Entries provided »
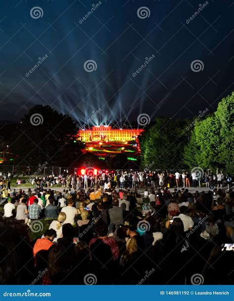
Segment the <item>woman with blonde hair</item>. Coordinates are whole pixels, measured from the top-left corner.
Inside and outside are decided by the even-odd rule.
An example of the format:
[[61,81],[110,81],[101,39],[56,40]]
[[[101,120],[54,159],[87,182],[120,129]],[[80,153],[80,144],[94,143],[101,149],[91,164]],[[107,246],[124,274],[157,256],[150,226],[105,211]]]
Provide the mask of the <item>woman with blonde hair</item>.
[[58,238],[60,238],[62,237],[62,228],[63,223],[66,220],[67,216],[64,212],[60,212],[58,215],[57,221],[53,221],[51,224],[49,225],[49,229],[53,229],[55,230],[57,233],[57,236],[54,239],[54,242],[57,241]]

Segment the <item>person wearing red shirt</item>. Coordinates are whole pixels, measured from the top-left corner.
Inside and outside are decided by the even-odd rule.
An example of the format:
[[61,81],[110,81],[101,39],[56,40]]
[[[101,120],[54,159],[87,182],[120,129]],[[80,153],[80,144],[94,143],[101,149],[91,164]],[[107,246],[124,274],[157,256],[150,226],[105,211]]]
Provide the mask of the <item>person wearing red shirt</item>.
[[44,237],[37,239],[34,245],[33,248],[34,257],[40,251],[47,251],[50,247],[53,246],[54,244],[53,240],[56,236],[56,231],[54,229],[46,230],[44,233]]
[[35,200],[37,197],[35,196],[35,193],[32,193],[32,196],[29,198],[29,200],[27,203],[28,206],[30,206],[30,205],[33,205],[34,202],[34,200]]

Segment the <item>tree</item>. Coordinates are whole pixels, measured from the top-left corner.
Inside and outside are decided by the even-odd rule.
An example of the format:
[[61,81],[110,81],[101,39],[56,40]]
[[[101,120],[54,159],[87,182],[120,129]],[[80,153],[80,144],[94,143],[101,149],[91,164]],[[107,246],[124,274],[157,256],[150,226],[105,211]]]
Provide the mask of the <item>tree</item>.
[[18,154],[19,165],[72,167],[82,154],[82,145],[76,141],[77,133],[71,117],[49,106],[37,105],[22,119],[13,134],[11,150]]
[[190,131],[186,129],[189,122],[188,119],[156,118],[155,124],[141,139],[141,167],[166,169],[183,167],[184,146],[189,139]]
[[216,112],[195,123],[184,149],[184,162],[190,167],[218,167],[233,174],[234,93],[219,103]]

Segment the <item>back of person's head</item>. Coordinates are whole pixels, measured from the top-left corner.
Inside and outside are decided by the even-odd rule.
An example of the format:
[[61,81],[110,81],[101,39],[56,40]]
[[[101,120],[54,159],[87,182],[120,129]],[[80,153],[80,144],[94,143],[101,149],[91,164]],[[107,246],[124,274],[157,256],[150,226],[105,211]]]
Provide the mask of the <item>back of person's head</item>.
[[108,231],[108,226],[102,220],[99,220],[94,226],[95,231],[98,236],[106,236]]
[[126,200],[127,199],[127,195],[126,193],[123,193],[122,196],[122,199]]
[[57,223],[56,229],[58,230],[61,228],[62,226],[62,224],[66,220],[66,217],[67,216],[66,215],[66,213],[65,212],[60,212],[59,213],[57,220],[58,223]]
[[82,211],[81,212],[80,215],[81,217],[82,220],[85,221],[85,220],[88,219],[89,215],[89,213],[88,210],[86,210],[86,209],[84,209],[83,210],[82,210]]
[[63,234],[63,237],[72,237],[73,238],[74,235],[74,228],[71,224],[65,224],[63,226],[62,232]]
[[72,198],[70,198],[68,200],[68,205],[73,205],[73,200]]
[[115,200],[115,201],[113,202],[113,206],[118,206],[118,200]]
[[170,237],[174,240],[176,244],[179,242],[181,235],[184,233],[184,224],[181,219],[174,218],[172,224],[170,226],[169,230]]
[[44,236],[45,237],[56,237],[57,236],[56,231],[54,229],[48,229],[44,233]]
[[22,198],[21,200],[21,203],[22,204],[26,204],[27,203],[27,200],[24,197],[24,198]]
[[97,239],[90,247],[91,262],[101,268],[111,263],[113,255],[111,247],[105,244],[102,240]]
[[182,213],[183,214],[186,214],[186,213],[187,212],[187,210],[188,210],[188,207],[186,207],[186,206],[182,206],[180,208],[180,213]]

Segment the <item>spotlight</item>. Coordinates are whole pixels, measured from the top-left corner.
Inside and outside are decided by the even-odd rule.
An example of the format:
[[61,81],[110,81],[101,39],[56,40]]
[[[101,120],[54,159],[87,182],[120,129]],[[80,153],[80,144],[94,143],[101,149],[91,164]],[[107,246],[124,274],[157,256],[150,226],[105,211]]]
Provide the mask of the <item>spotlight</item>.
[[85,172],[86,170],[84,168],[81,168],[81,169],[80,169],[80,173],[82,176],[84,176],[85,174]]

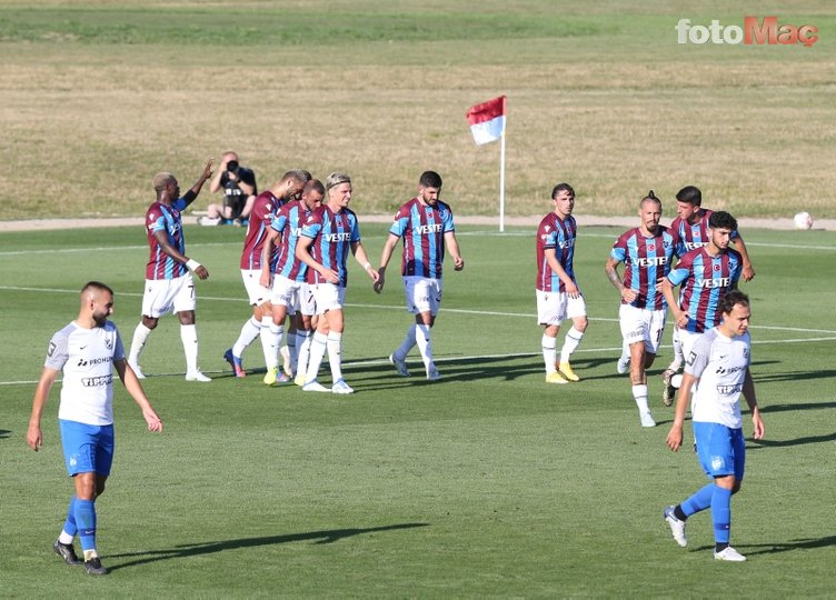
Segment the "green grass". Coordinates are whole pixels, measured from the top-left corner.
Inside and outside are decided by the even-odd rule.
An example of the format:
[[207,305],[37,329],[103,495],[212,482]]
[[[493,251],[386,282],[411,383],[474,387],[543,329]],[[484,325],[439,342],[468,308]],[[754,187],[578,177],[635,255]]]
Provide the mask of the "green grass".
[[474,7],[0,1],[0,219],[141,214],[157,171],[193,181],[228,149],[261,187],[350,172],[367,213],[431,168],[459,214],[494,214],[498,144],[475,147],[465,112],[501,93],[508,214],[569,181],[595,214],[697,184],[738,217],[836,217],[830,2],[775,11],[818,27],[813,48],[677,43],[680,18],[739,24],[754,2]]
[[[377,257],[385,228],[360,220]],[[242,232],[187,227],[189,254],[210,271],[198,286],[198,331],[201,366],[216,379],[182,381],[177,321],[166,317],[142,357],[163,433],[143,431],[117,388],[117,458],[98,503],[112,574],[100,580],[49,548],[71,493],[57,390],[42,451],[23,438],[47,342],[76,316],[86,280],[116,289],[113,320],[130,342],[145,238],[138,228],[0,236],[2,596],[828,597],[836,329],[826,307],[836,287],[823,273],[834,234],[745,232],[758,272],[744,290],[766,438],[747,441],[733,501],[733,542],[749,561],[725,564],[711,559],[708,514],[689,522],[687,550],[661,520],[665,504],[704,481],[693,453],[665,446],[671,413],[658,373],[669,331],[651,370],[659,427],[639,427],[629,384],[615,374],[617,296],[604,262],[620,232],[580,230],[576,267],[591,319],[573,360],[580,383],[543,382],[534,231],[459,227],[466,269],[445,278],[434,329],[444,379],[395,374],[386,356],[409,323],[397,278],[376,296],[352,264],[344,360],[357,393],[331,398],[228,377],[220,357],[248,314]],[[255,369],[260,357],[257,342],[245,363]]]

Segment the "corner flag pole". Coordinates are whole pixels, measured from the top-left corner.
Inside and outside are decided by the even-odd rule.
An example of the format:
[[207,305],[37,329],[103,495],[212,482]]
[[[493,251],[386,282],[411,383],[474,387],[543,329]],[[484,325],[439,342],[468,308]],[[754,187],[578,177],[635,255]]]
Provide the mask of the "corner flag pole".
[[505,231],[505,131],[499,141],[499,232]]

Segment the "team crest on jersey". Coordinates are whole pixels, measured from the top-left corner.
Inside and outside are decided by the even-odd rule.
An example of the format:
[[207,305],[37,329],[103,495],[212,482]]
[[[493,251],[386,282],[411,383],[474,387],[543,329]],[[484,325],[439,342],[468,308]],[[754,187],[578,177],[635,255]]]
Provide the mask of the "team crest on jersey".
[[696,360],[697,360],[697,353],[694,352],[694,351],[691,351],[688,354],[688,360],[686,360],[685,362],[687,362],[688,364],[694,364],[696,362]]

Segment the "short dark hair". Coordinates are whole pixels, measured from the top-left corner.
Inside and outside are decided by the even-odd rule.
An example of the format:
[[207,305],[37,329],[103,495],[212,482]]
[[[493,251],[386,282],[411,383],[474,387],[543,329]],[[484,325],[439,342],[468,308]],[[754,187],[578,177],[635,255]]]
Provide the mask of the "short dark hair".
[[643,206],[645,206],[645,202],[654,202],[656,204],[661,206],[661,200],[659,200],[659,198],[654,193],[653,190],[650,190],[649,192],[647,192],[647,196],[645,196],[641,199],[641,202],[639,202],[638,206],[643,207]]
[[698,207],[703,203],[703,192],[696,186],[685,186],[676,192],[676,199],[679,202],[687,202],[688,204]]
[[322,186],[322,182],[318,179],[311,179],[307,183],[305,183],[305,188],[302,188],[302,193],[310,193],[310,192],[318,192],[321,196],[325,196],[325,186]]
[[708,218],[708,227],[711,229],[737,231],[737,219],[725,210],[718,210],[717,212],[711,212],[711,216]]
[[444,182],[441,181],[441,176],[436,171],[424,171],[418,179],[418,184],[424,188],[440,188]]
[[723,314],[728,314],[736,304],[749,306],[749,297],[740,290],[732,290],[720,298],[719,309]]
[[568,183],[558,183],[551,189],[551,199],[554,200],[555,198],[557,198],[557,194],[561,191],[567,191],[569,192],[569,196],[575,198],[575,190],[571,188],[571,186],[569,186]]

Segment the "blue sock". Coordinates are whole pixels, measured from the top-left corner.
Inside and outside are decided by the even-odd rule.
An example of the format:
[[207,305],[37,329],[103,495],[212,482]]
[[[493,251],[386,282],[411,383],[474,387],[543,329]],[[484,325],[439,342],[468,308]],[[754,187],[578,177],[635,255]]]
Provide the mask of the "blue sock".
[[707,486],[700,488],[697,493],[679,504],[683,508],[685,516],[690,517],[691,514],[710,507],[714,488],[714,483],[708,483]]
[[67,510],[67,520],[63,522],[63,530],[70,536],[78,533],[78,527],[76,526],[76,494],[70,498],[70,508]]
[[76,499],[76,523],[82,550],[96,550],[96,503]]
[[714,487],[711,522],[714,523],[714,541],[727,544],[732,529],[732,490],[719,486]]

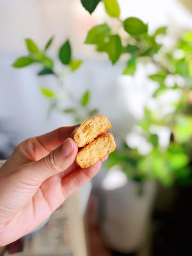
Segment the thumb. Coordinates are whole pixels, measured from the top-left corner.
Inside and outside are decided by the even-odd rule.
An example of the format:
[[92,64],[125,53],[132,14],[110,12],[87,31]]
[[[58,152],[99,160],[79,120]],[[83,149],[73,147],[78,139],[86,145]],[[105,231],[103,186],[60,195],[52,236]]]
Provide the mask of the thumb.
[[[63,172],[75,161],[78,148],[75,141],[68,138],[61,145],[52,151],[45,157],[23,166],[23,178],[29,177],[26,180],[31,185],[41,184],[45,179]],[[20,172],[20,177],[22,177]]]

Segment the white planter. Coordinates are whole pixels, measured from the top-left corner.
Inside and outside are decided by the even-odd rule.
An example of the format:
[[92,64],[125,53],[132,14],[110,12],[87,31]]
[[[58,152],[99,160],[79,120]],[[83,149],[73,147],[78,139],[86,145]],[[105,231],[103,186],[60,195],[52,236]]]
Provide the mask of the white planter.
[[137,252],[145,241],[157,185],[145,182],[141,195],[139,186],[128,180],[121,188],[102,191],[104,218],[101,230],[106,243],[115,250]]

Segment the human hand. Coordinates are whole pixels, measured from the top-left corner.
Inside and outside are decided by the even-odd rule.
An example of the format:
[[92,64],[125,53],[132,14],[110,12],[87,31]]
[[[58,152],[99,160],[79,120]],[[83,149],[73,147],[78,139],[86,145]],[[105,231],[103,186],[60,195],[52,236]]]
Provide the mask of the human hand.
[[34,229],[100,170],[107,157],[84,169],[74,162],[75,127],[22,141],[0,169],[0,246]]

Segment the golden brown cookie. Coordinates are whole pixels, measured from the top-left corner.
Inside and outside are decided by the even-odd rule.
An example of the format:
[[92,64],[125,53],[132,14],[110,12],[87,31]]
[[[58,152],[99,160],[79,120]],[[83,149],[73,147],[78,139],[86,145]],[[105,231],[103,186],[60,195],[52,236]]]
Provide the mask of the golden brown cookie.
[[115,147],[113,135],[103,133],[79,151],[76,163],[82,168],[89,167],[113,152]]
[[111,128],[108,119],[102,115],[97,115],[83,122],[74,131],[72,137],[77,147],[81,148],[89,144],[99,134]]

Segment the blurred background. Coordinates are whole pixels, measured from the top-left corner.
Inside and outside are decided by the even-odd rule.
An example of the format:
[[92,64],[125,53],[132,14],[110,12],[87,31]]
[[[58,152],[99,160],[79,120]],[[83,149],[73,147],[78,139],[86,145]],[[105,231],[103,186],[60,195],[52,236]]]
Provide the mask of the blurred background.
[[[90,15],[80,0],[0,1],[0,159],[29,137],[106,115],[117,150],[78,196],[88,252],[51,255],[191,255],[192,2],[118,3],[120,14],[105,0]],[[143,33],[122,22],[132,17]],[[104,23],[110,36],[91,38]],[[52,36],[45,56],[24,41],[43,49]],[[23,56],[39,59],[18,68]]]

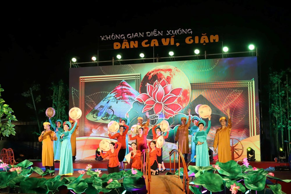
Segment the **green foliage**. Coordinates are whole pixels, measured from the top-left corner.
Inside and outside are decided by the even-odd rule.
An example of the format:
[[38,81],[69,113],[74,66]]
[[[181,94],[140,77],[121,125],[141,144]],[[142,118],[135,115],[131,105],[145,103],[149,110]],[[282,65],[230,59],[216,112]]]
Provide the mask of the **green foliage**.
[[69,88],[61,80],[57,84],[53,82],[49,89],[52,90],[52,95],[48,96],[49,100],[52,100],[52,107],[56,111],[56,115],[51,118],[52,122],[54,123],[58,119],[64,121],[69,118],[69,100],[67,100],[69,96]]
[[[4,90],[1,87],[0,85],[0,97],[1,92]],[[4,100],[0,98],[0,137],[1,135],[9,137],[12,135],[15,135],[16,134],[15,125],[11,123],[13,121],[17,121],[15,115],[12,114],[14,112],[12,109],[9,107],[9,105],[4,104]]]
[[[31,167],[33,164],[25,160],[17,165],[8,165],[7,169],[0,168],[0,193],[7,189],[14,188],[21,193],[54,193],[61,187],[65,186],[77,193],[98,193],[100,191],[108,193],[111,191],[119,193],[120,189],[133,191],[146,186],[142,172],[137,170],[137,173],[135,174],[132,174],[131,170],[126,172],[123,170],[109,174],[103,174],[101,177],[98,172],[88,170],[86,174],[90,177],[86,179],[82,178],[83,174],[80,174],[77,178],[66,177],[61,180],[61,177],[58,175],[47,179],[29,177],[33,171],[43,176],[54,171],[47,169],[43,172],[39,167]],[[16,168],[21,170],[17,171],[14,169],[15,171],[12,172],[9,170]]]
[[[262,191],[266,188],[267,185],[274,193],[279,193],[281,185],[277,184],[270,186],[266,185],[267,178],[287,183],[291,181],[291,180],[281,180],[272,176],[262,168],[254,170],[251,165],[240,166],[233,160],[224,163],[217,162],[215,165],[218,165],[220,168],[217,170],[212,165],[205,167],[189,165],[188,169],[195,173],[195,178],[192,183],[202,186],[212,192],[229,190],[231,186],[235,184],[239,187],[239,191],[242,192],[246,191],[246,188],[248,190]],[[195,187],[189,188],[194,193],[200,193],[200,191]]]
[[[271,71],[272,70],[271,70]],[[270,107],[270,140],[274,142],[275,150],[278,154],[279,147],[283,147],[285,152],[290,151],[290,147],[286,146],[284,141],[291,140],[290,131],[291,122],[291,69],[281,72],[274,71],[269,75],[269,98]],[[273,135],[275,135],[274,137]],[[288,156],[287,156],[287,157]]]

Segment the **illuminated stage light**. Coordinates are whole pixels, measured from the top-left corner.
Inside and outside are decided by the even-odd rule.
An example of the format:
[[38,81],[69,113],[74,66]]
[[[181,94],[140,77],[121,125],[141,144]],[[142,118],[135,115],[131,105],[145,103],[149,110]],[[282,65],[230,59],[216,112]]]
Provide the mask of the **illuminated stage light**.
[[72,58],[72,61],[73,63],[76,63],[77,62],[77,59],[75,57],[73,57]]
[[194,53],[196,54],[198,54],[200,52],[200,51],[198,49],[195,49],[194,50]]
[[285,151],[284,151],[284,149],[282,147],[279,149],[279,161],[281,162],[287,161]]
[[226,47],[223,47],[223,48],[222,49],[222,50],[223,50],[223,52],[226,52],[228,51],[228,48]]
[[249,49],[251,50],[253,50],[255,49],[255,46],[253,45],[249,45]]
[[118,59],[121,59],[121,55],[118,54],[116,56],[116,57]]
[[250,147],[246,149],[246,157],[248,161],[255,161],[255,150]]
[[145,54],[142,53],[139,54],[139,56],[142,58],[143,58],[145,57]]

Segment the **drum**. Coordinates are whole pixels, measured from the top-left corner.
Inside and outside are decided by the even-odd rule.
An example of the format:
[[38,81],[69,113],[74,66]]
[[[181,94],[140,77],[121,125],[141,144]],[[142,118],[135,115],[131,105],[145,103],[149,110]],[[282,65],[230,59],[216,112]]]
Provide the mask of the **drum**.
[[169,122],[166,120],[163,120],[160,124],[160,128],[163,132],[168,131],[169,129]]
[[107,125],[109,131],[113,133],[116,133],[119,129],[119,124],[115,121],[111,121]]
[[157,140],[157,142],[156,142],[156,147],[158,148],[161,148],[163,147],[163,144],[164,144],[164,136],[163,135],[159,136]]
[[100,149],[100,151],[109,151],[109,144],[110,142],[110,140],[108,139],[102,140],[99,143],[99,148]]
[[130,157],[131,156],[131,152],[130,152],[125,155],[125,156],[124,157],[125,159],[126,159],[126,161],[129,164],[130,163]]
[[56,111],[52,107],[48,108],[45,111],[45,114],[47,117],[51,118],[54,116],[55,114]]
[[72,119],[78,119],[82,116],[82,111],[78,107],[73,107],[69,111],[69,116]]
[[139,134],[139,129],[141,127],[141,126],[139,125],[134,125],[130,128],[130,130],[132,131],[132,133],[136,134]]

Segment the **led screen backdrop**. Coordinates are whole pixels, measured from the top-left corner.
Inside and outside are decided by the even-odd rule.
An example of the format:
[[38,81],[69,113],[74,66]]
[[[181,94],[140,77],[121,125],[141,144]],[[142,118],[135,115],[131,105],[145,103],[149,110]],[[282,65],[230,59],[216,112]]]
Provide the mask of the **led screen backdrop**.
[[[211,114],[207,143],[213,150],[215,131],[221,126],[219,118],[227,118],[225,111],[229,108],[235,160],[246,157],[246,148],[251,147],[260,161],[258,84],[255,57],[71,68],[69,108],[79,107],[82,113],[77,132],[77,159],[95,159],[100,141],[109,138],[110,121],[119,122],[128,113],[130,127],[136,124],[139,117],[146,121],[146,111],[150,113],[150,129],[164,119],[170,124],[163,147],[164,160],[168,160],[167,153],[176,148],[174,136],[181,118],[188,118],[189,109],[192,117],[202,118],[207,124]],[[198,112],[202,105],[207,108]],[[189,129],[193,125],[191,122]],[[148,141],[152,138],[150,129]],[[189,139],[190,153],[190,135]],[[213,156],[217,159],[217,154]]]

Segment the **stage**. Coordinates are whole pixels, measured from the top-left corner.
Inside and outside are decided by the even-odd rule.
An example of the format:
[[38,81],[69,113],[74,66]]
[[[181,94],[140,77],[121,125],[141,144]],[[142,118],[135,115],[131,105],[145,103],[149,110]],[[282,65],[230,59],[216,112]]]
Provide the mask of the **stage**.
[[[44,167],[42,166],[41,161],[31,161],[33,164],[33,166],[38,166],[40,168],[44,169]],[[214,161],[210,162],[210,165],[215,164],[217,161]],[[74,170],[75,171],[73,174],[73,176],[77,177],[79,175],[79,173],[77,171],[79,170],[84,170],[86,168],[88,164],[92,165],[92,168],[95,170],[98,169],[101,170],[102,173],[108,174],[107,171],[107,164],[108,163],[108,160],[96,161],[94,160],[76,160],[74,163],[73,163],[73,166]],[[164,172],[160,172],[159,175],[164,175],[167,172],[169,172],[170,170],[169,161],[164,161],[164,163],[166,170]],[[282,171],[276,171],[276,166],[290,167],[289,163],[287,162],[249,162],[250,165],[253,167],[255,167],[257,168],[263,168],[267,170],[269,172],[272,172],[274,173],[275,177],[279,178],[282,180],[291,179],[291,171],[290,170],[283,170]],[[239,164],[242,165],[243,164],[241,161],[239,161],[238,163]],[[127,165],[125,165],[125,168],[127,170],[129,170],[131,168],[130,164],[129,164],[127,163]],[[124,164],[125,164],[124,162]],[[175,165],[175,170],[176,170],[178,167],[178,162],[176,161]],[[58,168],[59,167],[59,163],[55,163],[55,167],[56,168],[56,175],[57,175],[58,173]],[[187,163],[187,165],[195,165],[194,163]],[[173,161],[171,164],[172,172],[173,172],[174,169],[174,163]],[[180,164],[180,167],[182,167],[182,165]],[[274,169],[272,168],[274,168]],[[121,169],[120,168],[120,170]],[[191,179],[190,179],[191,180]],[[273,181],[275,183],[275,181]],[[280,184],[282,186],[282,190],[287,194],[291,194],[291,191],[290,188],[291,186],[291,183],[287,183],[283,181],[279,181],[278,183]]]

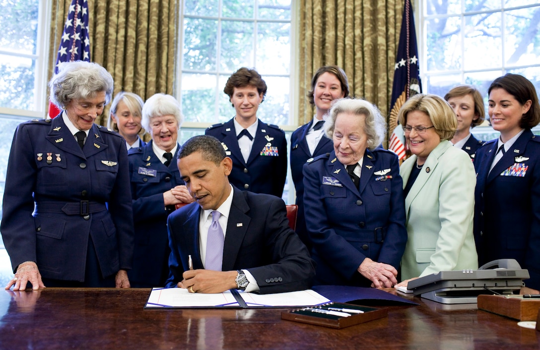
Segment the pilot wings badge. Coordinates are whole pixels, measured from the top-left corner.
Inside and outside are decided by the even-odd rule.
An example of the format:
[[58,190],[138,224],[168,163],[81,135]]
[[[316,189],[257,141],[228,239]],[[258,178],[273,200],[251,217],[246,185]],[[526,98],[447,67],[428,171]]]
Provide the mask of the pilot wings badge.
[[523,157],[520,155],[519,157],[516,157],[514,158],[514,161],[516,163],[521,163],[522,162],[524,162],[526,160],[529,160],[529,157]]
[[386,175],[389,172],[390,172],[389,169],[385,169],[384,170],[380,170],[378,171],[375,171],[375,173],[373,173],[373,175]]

Task requirements »
Can you copy out, word for word, the part of the records above that opens with the line containing "Segment the **illuminated" and closes with the line containing "[[145,54],[142,53],[139,54],[139,56],[142,58],[143,58],[145,57]]", including both of those lines?

Exercise solution »
Segment the **illuminated stage light**. Coordinates are whole pixels, measured from the top-left corner.
Inside and outside are decided by the even-odd rule.
An example of the format:
[[38,81],[69,113],[74,66]]
[[[181,94],[140,77],[121,125],[141,144]],[[142,118],[135,115],[131,105],[145,103],[149,110]],[[282,65],[230,59],[216,112]]]
Provide the mask of the **illuminated stage light**.
[[72,58],[72,61],[73,63],[76,63],[77,62],[77,59],[75,57],[73,57]]
[[194,53],[196,54],[198,54],[200,52],[200,51],[198,49],[195,49],[194,50]]
[[285,151],[284,151],[284,149],[282,147],[279,149],[279,161],[281,162],[287,161]]
[[226,47],[223,47],[223,48],[222,49],[222,50],[223,50],[223,52],[226,52],[228,51],[228,48]]
[[249,49],[251,50],[253,50],[255,49],[255,46],[253,45],[249,45]]
[[118,59],[121,59],[121,55],[118,54],[116,56],[116,57]]
[[250,147],[246,149],[246,157],[248,161],[255,161],[255,150]]
[[145,54],[142,53],[139,54],[139,56],[142,58],[143,58],[145,57]]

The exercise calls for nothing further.